─── GIVEN INFORMATION ───

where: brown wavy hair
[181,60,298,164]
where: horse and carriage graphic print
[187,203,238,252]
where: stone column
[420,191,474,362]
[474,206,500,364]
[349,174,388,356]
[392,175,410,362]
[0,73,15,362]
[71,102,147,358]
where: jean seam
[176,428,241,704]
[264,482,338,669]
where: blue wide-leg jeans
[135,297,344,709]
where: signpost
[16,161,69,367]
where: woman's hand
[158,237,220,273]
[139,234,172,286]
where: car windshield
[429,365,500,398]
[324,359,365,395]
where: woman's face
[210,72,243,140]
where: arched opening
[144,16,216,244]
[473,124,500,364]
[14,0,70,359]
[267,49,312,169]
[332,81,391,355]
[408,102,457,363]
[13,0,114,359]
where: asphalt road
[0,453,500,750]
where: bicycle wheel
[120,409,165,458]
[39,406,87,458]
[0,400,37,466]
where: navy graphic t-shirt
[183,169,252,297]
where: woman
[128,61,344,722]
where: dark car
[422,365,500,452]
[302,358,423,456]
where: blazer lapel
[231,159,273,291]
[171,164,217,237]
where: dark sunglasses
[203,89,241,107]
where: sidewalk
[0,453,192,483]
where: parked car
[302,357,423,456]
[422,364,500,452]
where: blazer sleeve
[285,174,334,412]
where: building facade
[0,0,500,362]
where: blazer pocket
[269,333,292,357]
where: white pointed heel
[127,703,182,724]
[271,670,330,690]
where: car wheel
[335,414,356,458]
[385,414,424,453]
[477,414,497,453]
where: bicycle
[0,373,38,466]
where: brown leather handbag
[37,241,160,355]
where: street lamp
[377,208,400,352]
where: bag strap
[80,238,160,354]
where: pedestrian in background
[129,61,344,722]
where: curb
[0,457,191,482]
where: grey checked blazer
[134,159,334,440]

───

• **THE PROBLEM**
Write out the material above line for line, changing nothing.

• **RESULT**
where: brown wavy hair
[181,60,298,164]
where: horse and carriage graphic print
[187,203,238,252]
where: stone column
[420,191,474,362]
[474,206,500,364]
[349,174,388,356]
[392,175,410,362]
[0,73,15,362]
[71,102,147,358]
where: jean seam
[176,428,241,704]
[264,482,338,669]
where: blue wide-leg jeans
[135,297,344,709]
where: signpost
[16,161,69,367]
where: woman's hand
[158,237,220,273]
[139,234,172,286]
where: car windshield
[429,365,500,398]
[324,359,365,395]
where: woman's face
[210,72,243,140]
where: arched opening
[144,16,216,244]
[473,124,500,364]
[14,0,70,359]
[267,49,312,169]
[332,81,391,355]
[408,102,457,363]
[13,0,114,359]
where: asphalt road
[0,453,500,750]
where: bicycle wheel
[120,409,165,458]
[39,406,87,458]
[0,400,37,466]
where: navy graphic t-shirt
[183,169,252,297]
where: woman
[128,61,344,722]
where: dark car
[422,365,500,452]
[302,358,423,456]
where: blazer lapel
[231,159,273,291]
[171,164,217,237]
where: dark sunglasses
[203,89,241,107]
where: sidewalk
[0,453,192,483]
where: parked car
[302,357,423,456]
[422,364,500,452]
where: blazer sleeve
[285,174,334,412]
where: building facade
[0,0,500,362]
where: blazer pocket
[269,333,292,357]
where: white pointed heel
[127,703,182,724]
[271,670,330,690]
where: car wheel
[335,414,356,458]
[385,414,424,453]
[477,414,497,453]
where: bicycle
[0,373,38,466]
where: brown leather handbag
[37,241,160,355]
where: street lamp
[377,208,400,352]
where: bag strap
[80,238,160,354]
where: pedestrian in background
[129,61,344,722]
where: curb
[0,457,191,482]
where: grey checked blazer
[134,159,334,440]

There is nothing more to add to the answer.